§ **CONSIGNE**
Filtrez les lignes ci-dessous afin de ne conserver que celles qui contiennent la chaîne « stick ». La casse doit être respectée.

§ **DONNÉES FOURNIES**
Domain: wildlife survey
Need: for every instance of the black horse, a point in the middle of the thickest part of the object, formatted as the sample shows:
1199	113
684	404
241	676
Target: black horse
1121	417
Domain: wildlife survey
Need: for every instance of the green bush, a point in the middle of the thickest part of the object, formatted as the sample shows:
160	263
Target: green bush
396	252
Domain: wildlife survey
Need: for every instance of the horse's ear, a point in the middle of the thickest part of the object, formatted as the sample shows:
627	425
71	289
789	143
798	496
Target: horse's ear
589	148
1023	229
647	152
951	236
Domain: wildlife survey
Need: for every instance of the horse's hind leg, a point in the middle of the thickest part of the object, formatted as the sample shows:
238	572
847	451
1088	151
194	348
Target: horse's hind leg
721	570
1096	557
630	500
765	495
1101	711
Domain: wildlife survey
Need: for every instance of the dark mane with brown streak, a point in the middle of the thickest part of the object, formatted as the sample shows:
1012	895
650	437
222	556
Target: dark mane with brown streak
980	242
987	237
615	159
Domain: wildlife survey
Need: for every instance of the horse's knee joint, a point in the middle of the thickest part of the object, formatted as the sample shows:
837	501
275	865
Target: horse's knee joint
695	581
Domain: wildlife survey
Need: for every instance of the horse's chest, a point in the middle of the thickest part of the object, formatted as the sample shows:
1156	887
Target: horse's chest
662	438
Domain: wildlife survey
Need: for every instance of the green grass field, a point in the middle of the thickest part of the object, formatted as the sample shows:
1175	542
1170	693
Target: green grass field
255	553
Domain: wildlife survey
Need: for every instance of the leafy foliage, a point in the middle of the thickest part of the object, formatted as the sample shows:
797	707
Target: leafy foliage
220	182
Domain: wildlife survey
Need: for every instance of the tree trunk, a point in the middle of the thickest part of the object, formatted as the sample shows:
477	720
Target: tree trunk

==

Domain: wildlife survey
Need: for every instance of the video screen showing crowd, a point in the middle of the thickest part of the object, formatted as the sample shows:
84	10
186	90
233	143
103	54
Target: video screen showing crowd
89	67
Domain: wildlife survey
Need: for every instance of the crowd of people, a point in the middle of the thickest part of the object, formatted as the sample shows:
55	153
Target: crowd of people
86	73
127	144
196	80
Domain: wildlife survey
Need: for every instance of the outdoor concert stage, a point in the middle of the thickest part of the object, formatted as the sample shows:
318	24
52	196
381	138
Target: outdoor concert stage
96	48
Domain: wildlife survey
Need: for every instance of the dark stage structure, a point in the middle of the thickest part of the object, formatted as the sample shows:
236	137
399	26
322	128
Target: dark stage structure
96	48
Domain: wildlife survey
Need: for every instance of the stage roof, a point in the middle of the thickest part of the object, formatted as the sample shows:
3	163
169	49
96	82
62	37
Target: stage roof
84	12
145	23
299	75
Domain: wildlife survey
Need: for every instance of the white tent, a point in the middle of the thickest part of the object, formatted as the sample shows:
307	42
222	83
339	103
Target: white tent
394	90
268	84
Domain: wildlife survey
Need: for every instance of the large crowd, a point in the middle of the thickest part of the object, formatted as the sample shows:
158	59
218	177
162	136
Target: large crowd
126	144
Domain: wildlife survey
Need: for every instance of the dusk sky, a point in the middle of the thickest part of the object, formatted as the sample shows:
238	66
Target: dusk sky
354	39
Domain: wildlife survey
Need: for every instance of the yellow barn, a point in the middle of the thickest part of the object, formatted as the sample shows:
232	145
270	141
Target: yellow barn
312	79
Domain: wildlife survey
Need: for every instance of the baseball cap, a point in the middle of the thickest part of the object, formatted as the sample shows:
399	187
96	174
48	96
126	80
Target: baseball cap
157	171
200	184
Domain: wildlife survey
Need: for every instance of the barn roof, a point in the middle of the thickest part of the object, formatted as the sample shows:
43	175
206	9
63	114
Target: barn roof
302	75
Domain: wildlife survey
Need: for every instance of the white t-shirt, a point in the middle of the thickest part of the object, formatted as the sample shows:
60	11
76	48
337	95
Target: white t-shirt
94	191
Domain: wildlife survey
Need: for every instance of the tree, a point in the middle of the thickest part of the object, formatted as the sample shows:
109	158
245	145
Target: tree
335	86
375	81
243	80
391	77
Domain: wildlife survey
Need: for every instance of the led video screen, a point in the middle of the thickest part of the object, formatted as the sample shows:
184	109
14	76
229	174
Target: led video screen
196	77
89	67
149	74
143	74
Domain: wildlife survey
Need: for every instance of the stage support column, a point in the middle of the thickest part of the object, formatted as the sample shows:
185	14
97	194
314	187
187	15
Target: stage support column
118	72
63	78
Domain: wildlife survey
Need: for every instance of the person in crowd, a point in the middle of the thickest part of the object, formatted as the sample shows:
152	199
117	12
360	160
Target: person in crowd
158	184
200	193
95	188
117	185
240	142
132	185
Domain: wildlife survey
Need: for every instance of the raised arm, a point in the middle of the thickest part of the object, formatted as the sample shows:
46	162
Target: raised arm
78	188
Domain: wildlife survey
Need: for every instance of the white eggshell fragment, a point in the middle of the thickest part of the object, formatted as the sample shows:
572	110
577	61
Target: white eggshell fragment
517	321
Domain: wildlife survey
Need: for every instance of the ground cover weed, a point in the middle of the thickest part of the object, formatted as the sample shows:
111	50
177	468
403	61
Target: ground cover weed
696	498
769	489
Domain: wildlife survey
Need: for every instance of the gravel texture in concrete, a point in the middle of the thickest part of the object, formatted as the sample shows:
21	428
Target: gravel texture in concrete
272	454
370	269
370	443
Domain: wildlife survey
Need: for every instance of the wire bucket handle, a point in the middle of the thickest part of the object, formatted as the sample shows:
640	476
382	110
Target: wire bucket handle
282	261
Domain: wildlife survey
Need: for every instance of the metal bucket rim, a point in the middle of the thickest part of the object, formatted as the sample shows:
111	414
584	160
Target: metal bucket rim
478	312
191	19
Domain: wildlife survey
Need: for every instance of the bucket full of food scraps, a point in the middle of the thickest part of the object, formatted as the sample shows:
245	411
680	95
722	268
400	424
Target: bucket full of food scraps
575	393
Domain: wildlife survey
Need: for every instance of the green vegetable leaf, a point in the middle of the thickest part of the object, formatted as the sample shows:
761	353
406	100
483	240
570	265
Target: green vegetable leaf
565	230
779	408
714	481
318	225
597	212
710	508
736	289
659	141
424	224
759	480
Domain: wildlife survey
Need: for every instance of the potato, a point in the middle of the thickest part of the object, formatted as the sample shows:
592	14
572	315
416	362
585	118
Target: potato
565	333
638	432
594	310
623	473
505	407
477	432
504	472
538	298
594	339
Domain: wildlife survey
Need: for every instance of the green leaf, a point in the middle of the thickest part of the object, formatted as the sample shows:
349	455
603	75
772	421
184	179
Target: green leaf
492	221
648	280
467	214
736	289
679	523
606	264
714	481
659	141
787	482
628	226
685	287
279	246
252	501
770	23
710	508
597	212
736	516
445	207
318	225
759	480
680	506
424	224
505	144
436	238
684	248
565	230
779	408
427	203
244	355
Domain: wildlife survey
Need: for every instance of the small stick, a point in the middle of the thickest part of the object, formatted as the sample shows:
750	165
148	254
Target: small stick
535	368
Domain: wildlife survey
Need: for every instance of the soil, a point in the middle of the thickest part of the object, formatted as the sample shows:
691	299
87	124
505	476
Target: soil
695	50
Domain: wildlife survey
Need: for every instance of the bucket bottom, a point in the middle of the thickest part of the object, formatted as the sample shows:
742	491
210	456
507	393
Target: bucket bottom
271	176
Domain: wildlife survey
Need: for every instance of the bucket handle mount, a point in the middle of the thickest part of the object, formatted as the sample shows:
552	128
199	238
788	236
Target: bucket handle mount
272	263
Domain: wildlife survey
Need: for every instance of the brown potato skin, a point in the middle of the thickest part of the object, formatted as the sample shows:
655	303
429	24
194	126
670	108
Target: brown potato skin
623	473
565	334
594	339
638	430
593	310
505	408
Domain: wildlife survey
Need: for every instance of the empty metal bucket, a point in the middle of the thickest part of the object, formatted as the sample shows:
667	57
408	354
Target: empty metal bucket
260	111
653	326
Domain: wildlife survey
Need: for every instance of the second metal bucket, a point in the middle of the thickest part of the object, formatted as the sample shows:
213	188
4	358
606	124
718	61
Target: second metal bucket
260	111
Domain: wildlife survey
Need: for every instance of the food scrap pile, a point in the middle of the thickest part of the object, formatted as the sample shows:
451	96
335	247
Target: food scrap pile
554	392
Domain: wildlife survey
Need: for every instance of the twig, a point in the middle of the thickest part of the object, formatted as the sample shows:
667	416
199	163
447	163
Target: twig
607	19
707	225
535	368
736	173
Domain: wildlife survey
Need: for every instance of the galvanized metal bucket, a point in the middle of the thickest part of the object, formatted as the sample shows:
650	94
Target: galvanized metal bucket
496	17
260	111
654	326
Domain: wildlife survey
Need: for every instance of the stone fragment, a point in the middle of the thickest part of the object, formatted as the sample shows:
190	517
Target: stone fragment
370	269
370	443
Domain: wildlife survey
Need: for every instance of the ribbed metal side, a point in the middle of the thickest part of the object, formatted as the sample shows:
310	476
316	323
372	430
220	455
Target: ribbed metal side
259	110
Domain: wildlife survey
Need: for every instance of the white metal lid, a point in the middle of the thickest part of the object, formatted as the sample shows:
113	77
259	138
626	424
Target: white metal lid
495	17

§ **RÉPONSE FINALE**
Need: for every instance of the small stick, a point in the middle of the thickest part of the object, formatted as the sample shows:
Target: small stick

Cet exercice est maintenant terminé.